• Excerpt to read
Segment Open

How the Trinity Impacted Judaism — via Kabbalah
If you don’t follow Philologos, the Forward’s inimitable language columnist, you’re missing one of the outstanding intellectual joys in contemporary Jewish life. I don’t say that idly. Week after week for 20-plus years, with an astonishing combination of erudition, curiosity and wit, he’s used readers’ inquiries into the origins of words and phrases to explore some lesser-known byways of history, culture, philosophy and sacred text. There’s nearly always a Jewish jumping off point, but oh, where he jumps to: Slavic, Anglo-Saxon, Chinese and any number of other civilizations. The bottom line is how interconnected we all are. When Ben Zoma said in Pirkei Avot (drawing on Psalm 119), “mikol melamdai hiskalti” (I have gained wisdom from all my teachers), he had to be thinking of Philologos.

Segment Closed

• Work task 1
Extract the span of the Philologos passage from "How the Trinity" to "thinking of Philologos.", word for word.
• Work task 2
In the Philologos passage, what English translation is given for "mikol melamdai hiskalti"?
• Work task 3
Carry on the Philologos passage with new sentences that start after its last one.
The rows that come next have no connection to the Philologos passage.

• Source information
Segment Open

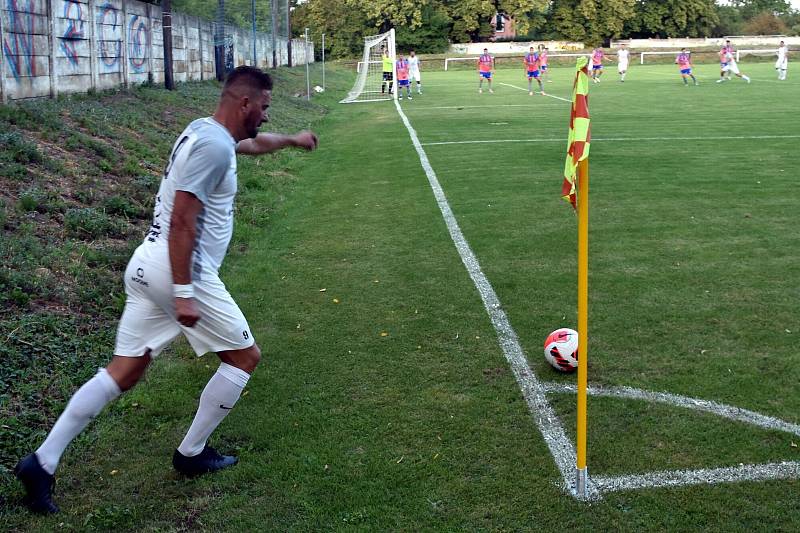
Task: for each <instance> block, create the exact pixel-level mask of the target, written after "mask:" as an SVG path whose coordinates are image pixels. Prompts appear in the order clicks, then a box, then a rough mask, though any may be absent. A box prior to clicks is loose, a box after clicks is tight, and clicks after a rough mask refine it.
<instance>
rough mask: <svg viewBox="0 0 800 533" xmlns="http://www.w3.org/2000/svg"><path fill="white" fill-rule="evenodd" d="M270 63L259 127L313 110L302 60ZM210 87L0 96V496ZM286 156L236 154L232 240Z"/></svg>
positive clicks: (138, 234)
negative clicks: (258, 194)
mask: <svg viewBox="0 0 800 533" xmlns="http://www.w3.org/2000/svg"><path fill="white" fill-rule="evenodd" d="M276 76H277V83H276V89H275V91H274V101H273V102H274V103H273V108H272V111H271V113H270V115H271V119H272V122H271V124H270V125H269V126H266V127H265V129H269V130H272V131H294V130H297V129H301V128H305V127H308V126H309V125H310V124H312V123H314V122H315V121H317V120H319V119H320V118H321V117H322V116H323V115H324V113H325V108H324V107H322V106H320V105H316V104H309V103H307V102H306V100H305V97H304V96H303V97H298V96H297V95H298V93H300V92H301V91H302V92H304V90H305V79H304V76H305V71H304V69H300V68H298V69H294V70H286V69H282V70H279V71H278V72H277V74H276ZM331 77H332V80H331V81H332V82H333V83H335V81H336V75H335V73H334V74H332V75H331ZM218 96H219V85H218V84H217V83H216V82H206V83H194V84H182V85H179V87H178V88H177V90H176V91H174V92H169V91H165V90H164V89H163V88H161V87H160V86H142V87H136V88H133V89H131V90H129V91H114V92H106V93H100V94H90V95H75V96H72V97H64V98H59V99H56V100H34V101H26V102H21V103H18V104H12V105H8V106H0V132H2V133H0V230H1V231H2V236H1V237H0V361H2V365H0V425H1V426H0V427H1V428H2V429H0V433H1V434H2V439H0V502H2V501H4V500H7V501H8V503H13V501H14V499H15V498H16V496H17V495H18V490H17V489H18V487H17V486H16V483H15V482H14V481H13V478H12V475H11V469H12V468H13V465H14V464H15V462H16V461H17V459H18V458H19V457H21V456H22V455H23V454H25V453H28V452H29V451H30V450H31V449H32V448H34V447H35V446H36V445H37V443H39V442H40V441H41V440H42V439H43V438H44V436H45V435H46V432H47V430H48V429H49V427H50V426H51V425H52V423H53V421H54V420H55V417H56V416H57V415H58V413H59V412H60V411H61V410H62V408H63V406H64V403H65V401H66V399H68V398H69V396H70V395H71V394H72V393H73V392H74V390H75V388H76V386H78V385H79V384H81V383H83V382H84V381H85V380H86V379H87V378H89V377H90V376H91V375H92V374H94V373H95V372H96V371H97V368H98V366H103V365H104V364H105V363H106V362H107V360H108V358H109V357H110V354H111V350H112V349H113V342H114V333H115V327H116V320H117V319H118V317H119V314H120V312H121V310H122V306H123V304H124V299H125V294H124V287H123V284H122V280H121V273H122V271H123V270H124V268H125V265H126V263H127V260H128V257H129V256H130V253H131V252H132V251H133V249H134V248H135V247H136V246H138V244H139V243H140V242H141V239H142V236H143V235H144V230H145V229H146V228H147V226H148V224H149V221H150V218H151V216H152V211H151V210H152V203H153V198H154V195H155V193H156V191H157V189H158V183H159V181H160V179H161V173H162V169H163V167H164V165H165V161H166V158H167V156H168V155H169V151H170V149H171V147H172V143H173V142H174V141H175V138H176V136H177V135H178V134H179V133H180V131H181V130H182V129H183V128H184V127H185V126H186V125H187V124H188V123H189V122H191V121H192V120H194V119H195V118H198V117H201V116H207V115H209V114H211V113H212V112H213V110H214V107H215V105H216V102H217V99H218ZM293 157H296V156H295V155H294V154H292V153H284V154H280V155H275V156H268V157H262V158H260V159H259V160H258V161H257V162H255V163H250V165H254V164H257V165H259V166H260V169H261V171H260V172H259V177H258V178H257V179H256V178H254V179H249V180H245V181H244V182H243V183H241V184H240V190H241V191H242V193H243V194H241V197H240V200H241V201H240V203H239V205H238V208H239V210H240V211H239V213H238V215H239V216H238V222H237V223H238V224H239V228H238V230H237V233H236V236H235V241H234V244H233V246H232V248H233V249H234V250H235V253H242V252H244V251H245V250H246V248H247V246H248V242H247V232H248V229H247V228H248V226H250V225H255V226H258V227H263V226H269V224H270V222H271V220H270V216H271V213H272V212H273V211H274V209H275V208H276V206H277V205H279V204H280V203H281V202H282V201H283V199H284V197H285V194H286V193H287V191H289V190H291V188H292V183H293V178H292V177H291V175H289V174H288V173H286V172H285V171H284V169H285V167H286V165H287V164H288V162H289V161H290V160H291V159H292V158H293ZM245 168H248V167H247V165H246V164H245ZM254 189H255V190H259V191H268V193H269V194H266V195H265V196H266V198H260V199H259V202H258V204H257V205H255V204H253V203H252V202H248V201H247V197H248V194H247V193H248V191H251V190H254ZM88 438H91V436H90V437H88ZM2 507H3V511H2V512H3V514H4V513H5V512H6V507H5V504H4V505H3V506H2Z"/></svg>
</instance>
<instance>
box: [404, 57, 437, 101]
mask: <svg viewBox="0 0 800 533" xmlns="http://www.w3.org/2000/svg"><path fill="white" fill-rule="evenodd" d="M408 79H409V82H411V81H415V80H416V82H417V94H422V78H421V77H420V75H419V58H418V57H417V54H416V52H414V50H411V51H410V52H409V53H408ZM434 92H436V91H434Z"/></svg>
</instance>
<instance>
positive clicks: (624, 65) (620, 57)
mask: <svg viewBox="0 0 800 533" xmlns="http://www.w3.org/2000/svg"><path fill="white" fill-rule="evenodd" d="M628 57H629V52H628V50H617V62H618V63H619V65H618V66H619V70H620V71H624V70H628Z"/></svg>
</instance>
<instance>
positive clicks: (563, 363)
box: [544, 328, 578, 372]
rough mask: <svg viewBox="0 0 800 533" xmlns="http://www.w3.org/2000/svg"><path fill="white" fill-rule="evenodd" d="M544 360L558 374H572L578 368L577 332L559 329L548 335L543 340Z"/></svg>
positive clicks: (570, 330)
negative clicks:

Segment Closed

• Exercise answer 1
How the Trinity Impacted Judaism — via Kabbalah
If you don’t follow Philologos, the Forward’s inimitable language columnist, you’re missing one of the outstanding intellectual joys in contemporary Jewish life. I don’t say that idly. Week after week for 20-plus years, with an astonishing combination of erudition, curiosity and wit, he’s used readers’ inquiries into the origins of words and phrases to explore some lesser-known byways of history, culture, philosophy and sacred text. There’s nearly always a Jewish jumping off point, but oh, where he jumps to: Slavic, Anglo-Saxon, Chinese and any number of other civilizations. The bottom line is how interconnected we all are. When Ben Zoma said in Pirkei Avot (drawing on Psalm 119), “mikol melamdai hiskalti” (I have gained wisdom from all my teachers), he had to be thinking of Philologos.

• Exercise answer 2
I have gained wisdom from all my teachers.

• Exercise answer 3
It’s with great hesitation, then, that I take exception to a point he made in this week’s column. In the course of making a slightly different point, having to do with the Jewish origins of Christianity’s “Holy Spirit,” he casually states that “neither biblical nor rabbinic Judaism has anything like the Christian Trinity in its thinking about God.” Actually, rabbinic Judaism has something very much like the Trinity in its thinking about God. It’s called the Sefirot, the Kabbalah’s 10 Emanations or Manifestations of God’s presence. And no, it wasn’t a Jewish concept that found its way into Christianity. Aderaba (on the contrary), it’s a Christian idea that found its way into the heart of normative Judaism.
There’s a very respectable school of Jewish scholarship that sees the influence of the Trinity on Judaism in the Sefirot. I first learned about it in a graduate seminar with the late intellectual historian Amos Funkenstein. He taught that the Sefirot actually emerged in the early Middle Ages as a sort of Jewish retort to the Trinity, a case of rabbinic one-upsmanship: You got, what, three faces of God? Hey, we got 10. Badda-bing. I think Prof. Funkenstein had a more elegant way of phrasing it, if memory serves. But that was the idea.
In fact, the identification of the Sefirot as a Trinity-on-steroids is much older than Funkenstein. As early as the 13th century, the kabbalist Rabbi Abraham Abulafia attacked the Sefirot as a form of polytheism, no better in his mind than the Trinity. In 17th century Italy, Leon of Modena argued that Kabbalah and its Sefirot — which by then had become a central theme in Jewish thought — were a degradation of Judaism’s pure monotheistic ideal.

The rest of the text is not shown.